> **Labeled contour entries**:
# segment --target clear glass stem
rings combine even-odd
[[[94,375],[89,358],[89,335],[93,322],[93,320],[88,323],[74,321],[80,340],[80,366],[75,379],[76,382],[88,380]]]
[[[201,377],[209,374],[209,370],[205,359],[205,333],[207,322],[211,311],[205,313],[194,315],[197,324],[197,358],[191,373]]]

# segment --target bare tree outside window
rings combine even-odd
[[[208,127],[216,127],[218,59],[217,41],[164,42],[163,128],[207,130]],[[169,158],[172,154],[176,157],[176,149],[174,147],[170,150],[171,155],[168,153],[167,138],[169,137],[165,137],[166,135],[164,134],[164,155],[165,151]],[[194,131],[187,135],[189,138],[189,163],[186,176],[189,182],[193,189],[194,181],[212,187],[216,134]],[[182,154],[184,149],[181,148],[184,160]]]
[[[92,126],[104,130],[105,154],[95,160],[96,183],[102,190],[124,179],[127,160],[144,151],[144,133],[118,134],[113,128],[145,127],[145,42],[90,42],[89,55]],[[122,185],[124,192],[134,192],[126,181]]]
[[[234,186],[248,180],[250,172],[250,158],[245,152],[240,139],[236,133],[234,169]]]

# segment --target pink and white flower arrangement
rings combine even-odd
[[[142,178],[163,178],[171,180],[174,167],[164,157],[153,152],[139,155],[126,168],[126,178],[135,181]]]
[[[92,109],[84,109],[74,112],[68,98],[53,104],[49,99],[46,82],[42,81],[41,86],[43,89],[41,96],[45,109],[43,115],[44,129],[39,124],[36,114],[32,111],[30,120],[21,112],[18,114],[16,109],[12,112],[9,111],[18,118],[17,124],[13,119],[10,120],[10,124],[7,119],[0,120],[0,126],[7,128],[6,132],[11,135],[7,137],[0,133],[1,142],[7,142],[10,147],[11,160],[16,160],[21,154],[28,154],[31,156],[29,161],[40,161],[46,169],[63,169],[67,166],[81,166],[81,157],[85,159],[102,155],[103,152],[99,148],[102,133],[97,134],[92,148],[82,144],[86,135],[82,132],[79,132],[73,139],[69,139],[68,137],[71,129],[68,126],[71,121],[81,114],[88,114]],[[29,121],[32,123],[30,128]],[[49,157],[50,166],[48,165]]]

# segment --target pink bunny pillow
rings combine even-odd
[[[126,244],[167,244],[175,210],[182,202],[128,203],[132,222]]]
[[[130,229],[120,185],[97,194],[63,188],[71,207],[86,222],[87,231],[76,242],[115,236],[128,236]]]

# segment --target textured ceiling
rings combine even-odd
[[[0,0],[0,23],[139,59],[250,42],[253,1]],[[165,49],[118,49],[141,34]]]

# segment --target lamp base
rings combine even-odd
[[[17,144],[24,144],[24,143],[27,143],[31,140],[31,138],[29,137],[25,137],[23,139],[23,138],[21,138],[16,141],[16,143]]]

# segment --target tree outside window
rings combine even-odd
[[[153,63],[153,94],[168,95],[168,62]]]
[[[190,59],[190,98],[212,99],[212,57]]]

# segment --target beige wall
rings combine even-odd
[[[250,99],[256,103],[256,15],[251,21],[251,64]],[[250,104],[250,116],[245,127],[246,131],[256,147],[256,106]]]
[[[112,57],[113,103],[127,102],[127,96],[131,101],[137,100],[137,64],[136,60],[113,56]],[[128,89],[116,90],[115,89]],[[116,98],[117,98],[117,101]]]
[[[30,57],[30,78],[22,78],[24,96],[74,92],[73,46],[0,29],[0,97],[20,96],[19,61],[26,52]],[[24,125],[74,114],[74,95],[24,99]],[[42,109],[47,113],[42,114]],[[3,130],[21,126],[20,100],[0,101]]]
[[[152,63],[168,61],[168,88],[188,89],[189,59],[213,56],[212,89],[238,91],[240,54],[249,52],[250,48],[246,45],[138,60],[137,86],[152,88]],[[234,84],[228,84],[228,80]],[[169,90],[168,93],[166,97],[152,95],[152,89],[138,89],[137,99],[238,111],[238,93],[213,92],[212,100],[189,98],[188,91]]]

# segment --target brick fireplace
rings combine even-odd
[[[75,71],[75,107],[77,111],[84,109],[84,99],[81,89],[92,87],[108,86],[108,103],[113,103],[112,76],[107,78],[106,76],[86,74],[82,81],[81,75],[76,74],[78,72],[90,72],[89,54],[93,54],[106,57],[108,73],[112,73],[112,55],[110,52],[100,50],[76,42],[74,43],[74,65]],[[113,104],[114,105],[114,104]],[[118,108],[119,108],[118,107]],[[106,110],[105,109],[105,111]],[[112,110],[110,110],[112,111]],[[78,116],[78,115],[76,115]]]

> **WRITTEN REQUEST**:
Extract the lines of the listing from the line with "# segment --target textured ceiling" up to and including the line with "[[[190,59],[190,98],[212,99],[212,57]]]", and reproduce them without any change.

> **EXPECTED OUTPUT**:
# segment --target textured ceiling
rings combine even-odd
[[[0,0],[0,23],[139,59],[250,42],[253,1]],[[165,49],[118,49],[141,34]]]

# segment --target lamp base
rings combine even-odd
[[[17,144],[24,144],[24,143],[27,143],[31,140],[31,138],[29,137],[25,137],[23,139],[23,138],[21,138],[16,141],[16,143]]]

# segment --target tree outside window
rings combine even-odd
[[[153,63],[153,94],[168,95],[168,62]]]
[[[190,59],[190,98],[212,99],[212,57]]]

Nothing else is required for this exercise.